Items from a data source
==*==

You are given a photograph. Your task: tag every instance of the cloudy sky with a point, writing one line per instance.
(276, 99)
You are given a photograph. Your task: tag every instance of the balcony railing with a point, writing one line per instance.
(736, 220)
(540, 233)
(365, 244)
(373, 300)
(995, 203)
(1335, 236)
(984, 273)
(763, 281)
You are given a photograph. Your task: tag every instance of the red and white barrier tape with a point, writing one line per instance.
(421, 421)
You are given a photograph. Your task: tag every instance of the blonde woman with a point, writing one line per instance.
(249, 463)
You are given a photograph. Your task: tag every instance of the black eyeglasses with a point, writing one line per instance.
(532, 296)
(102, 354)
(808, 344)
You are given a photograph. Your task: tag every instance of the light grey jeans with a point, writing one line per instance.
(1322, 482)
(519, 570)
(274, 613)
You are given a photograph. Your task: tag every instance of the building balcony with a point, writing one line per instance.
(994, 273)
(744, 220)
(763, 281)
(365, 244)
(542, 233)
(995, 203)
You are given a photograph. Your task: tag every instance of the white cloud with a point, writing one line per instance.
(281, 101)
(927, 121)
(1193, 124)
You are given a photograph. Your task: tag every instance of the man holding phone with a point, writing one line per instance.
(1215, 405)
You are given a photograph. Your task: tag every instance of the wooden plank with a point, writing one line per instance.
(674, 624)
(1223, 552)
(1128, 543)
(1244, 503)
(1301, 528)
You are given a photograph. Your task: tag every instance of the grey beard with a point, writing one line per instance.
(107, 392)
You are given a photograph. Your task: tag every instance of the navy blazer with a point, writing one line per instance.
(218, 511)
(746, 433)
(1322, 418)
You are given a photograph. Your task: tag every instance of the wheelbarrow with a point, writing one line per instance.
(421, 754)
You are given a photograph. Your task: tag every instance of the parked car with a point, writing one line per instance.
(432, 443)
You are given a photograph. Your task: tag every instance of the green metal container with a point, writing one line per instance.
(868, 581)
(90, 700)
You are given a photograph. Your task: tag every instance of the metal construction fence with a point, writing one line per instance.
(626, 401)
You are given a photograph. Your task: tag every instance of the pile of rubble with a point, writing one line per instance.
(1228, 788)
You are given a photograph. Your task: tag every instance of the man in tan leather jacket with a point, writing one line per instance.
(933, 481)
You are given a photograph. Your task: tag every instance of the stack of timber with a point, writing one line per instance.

==*==

The output should restate the data exactly, with no line missing.

Written response
You are given a photograph. Your task: tag every instance of the cloudy sky with a point, writing one line per instance.
(276, 99)
You are given a photograph. Your task: tag every instance of the balcony railing with a point, writing one line per instance.
(736, 220)
(540, 233)
(365, 244)
(373, 300)
(995, 203)
(1335, 236)
(984, 273)
(763, 281)
You are given a photograph. Your task: tag every instance of the red and white barrier tape with a point, writing one line per instance.
(421, 421)
You are given a photograph. Your task: tag every instance of the blonde woman with a point, writing one line per instance.
(249, 463)
You are given a photograph. Your task: tag every instance of the black eyeglasses with a point, writing one line per instance.
(532, 296)
(102, 354)
(808, 344)
You are given a photograph. Your task: tag every instance of the light grey jeans with a point, writing one line per instance.
(1322, 482)
(519, 570)
(274, 613)
You are given a photograph. Your task: tag every instance of the building balcony with a point, writing one line per instance.
(994, 273)
(744, 220)
(763, 281)
(365, 244)
(542, 233)
(995, 203)
You are given a photograph. Your task: tag every instance of the white cloud with a point, writing one line per instance.
(281, 101)
(927, 121)
(1193, 124)
You are given a photograph. Your task: tag every instance of the man holding phone with a point, writing one line per instance.
(1215, 405)
You are given a photograph. Your task: tag every instance of the wooden plank with a point, writing one line per instance.
(674, 624)
(1223, 552)
(1128, 543)
(1244, 503)
(1301, 528)
You are given a photograph. Your task: tag every instance of the grey beard with a point, writing one line per instance.
(107, 392)
You are given a photograph. Your task: tag every instance of the navy blazer with a point, writing one line per instance.
(218, 511)
(746, 433)
(1322, 418)
You are given a photograph. Your task: tag every instance of the wheelbarrow with a point, writing one line per instance.
(421, 754)
You are given a photograph. Your task: tag every instance of the parked car with a point, writing one line per instance.
(432, 443)
You are given a photograph. Your task: tag every instance of the green metal container with a point, writing one line per instance.
(868, 581)
(90, 700)
You are given a photograph. Your task: tag every instance of the metal construction fence with a point, writing one line per instance.
(626, 401)
You are given a photograph. Your task: tag every instance of the pile of rubble with a point, writing one line per instance.
(1228, 788)
You are given a photograph. Your task: tag every instance of the man in tan leather jacket with a point, writing one line per instance.
(933, 481)
You are given a photograph. Your task: tag every instance of the stack of timber with a point, writing one line per instance.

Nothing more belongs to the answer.